Reproduce exactly the lines below, starting with the line that contains "Question. For every instance of the white building" and ending with the last line of the records, both included, and nothing else.

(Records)
──────────

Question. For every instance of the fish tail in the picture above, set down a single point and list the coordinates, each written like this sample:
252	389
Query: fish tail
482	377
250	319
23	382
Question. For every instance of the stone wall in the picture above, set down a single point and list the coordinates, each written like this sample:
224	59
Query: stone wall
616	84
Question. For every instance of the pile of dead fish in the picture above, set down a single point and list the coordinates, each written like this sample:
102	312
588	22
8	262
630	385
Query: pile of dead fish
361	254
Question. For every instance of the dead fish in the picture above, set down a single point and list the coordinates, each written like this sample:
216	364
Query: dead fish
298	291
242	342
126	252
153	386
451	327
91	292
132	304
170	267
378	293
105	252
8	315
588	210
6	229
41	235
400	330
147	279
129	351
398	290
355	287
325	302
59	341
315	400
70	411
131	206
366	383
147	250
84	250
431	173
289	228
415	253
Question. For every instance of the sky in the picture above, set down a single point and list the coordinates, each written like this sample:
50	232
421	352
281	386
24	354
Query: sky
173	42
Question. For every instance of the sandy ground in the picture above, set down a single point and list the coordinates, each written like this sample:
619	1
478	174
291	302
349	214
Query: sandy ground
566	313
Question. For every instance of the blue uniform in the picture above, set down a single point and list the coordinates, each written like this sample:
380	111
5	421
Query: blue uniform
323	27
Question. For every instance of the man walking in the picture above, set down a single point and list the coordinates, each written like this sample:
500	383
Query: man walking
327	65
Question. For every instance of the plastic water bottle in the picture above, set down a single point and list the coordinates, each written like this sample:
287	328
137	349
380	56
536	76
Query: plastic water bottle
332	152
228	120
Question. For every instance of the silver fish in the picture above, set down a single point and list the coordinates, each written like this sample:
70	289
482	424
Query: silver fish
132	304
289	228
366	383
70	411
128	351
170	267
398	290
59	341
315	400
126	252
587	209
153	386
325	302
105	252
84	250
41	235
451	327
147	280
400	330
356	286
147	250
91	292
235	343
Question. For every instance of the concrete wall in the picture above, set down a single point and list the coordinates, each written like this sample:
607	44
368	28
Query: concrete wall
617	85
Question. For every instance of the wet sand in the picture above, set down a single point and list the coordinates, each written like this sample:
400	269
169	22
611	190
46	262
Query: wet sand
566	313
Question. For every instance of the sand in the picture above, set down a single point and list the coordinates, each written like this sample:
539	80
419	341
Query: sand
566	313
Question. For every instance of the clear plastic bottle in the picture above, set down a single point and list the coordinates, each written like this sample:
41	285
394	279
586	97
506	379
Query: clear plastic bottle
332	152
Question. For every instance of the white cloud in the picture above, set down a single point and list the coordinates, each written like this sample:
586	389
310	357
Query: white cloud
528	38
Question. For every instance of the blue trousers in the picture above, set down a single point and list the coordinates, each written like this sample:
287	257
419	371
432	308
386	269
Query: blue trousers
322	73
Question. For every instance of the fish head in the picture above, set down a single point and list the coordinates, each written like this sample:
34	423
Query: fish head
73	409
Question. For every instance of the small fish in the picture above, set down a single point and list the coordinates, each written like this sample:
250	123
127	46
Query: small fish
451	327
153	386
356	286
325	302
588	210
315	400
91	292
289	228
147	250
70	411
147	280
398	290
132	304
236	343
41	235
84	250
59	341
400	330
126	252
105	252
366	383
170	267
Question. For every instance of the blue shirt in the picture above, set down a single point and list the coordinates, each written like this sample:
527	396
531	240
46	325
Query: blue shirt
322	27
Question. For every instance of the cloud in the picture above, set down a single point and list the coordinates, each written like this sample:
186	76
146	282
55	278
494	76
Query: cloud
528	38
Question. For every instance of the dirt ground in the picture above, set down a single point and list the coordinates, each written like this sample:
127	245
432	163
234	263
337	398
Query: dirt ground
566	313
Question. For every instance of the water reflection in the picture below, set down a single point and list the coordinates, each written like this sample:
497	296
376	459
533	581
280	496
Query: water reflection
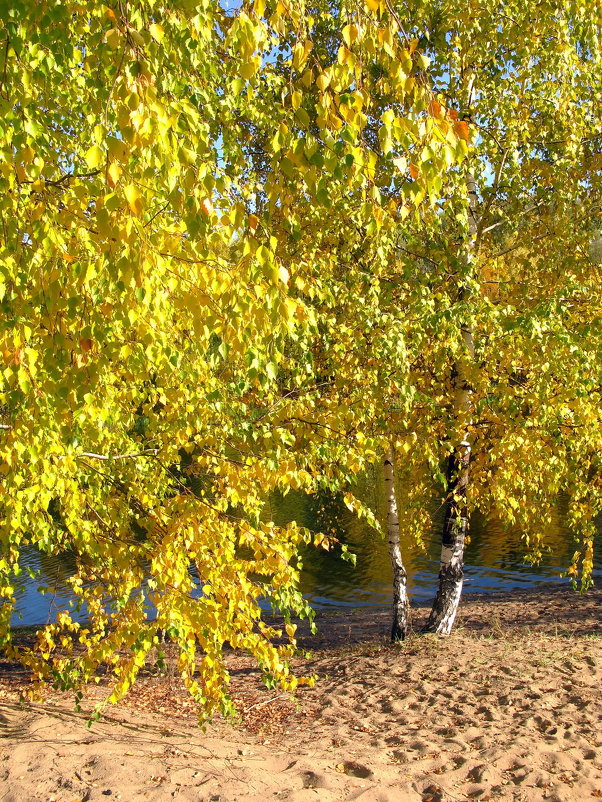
495	558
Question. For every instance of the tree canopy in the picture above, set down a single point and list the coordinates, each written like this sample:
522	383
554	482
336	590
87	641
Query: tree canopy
239	255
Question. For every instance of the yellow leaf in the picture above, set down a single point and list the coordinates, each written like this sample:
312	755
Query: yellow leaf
112	38
114	173
248	70
94	157
157	32
134	199
322	81
350	34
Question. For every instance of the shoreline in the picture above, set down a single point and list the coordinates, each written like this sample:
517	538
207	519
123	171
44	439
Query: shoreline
506	708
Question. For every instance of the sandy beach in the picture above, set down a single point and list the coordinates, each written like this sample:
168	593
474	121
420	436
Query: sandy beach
507	708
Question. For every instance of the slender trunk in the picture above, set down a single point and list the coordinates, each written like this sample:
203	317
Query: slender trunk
401	610
455	524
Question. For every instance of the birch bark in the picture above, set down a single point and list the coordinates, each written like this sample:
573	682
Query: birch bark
399	629
455	524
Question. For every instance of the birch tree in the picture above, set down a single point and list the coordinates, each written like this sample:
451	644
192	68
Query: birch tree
507	367
174	182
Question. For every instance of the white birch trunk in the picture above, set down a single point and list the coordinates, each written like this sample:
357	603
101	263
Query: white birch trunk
399	629
455	525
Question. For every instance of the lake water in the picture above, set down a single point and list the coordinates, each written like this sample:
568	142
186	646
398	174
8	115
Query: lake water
495	559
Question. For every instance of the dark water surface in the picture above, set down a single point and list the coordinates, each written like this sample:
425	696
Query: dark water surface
495	559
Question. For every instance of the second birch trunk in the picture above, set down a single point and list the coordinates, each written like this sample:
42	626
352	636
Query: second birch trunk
399	629
455	524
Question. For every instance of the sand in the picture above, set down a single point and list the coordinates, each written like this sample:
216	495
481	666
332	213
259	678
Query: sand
507	708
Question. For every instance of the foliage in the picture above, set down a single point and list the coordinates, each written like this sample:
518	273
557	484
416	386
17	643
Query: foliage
174	181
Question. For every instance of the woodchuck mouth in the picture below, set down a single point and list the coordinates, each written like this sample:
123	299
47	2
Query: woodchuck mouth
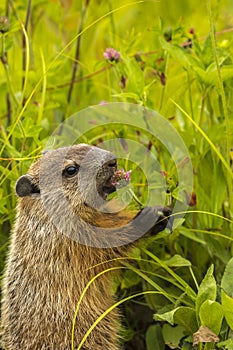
108	188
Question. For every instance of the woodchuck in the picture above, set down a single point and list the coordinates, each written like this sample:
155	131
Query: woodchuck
65	228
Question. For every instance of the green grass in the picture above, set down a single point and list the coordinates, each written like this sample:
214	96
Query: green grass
177	59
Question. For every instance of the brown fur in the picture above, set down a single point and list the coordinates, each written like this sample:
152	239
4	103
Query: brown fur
47	271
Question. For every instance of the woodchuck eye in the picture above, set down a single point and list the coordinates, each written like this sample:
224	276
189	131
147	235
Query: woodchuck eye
71	170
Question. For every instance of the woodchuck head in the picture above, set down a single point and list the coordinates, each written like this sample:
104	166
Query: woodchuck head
68	187
83	172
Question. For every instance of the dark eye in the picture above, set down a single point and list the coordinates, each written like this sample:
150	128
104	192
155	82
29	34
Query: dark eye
71	170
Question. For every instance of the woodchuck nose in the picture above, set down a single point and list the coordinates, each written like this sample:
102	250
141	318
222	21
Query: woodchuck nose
64	229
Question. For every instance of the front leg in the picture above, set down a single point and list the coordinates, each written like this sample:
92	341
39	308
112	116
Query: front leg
125	227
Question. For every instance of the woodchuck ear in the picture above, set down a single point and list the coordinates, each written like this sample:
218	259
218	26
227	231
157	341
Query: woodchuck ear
25	187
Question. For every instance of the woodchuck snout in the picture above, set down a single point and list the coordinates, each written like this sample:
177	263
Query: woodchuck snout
64	230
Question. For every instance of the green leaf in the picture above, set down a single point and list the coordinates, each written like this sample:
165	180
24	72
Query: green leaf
186	317
227	344
207	289
130	279
177	261
211	315
173	335
227	304
154	338
182	316
179	54
166	316
227	279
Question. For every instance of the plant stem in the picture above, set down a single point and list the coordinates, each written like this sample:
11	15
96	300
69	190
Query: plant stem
223	98
77	52
24	50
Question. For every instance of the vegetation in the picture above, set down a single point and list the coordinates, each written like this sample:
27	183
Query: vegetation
176	58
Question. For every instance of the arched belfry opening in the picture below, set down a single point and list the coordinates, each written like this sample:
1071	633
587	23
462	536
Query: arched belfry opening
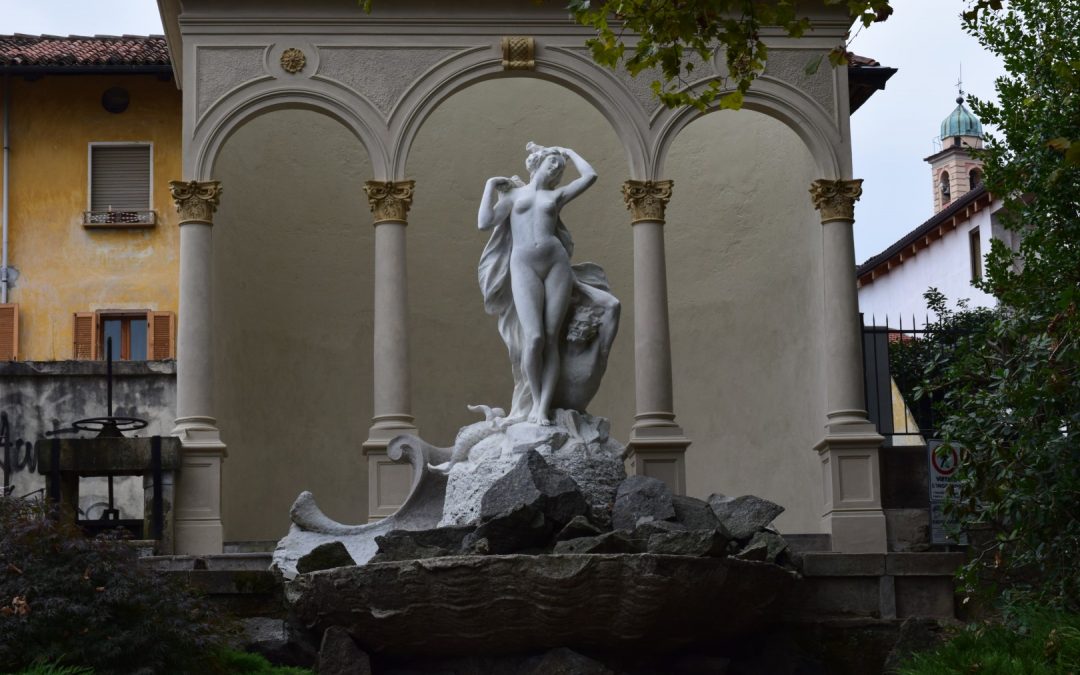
353	148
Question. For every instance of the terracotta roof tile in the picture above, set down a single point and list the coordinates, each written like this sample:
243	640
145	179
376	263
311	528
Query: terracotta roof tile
79	51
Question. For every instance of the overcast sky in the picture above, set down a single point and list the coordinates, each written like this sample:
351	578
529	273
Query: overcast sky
891	133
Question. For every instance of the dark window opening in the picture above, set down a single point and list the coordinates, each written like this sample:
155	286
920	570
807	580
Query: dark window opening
976	254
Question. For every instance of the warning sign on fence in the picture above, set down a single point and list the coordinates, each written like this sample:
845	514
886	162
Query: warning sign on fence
943	466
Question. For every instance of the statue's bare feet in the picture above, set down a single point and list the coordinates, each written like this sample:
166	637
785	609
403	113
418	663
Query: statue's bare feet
539	418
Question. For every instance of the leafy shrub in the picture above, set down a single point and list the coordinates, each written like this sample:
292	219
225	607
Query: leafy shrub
1030	640
75	601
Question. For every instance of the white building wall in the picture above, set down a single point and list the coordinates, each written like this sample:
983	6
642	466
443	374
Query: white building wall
945	265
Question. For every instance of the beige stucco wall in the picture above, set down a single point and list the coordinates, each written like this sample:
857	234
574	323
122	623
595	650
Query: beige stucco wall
744	282
293	296
292	321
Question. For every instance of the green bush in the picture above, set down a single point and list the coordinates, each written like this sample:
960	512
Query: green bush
1028	640
231	661
80	602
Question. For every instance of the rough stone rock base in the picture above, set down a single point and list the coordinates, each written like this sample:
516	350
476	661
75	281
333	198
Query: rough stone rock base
470	605
576	444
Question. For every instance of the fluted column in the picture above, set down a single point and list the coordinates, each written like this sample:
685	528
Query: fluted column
657	444
198	508
849	451
388	483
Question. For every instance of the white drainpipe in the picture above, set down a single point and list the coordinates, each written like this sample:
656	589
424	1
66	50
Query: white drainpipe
7	151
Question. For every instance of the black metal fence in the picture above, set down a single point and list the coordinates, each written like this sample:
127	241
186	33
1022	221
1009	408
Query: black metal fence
891	354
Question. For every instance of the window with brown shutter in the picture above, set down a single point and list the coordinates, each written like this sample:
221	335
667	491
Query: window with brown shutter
161	336
9	332
85	336
134	335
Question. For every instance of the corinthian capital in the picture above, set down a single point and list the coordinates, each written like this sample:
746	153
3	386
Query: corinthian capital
647	199
836	199
390	200
196	200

──────────

Solution for this problem
Question. For every instance of the white building wall in the picture above, set down a single point and list the coordinates, each written like this sample:
983	6
642	466
443	374
Query: white building wall
945	265
Question. For every instance of the beige stucco wall in the picture above, set down a single point and list the coordinates, each written like this sample:
857	234
574	323
122	623
595	650
Query: beige stucco wall
744	282
293	296
292	321
Question. For every instance of the green bush in the picture above, set down a single point and list the coordinates, each written like this sample:
960	512
Query: green bush
1028	640
231	661
80	602
Question. For every instance of the rough stone rock base in the picture above, set down a single point and list the coordinates, each written like this sample:
516	350
476	661
75	281
333	198
Query: rough stone rock base
470	605
576	444
Question. For every instance of the fluted column in the picture above, set down a single point and list the coordinates, each written like this sample:
685	528
Query: fluted column
657	444
198	508
849	451
388	483
Question. For every instance of the white drainpipe in the picture above, set down a single point and list the coordinates, each written like this sample:
656	589
424	1
66	50
Query: white drainpipe
7	151
Question. For every instance of the black metal fence in the picture above, set down a single point and list the coordinates, each written like this sample:
127	241
186	33
1022	221
1009	408
Query: black metal fence
891	354
Question. For every instance of the window with brown shutter in the picture above, set down a single point and list the coordinates, each written like this sample:
221	335
667	491
Query: window with brown shutter
161	336
9	332
85	336
134	335
Question. For every instance of the corinthian capital in the picture above, set down a single point and list the coordinates, each written like this sample:
746	153
3	386
Query: corinthian capital
647	199
836	199
390	200
196	200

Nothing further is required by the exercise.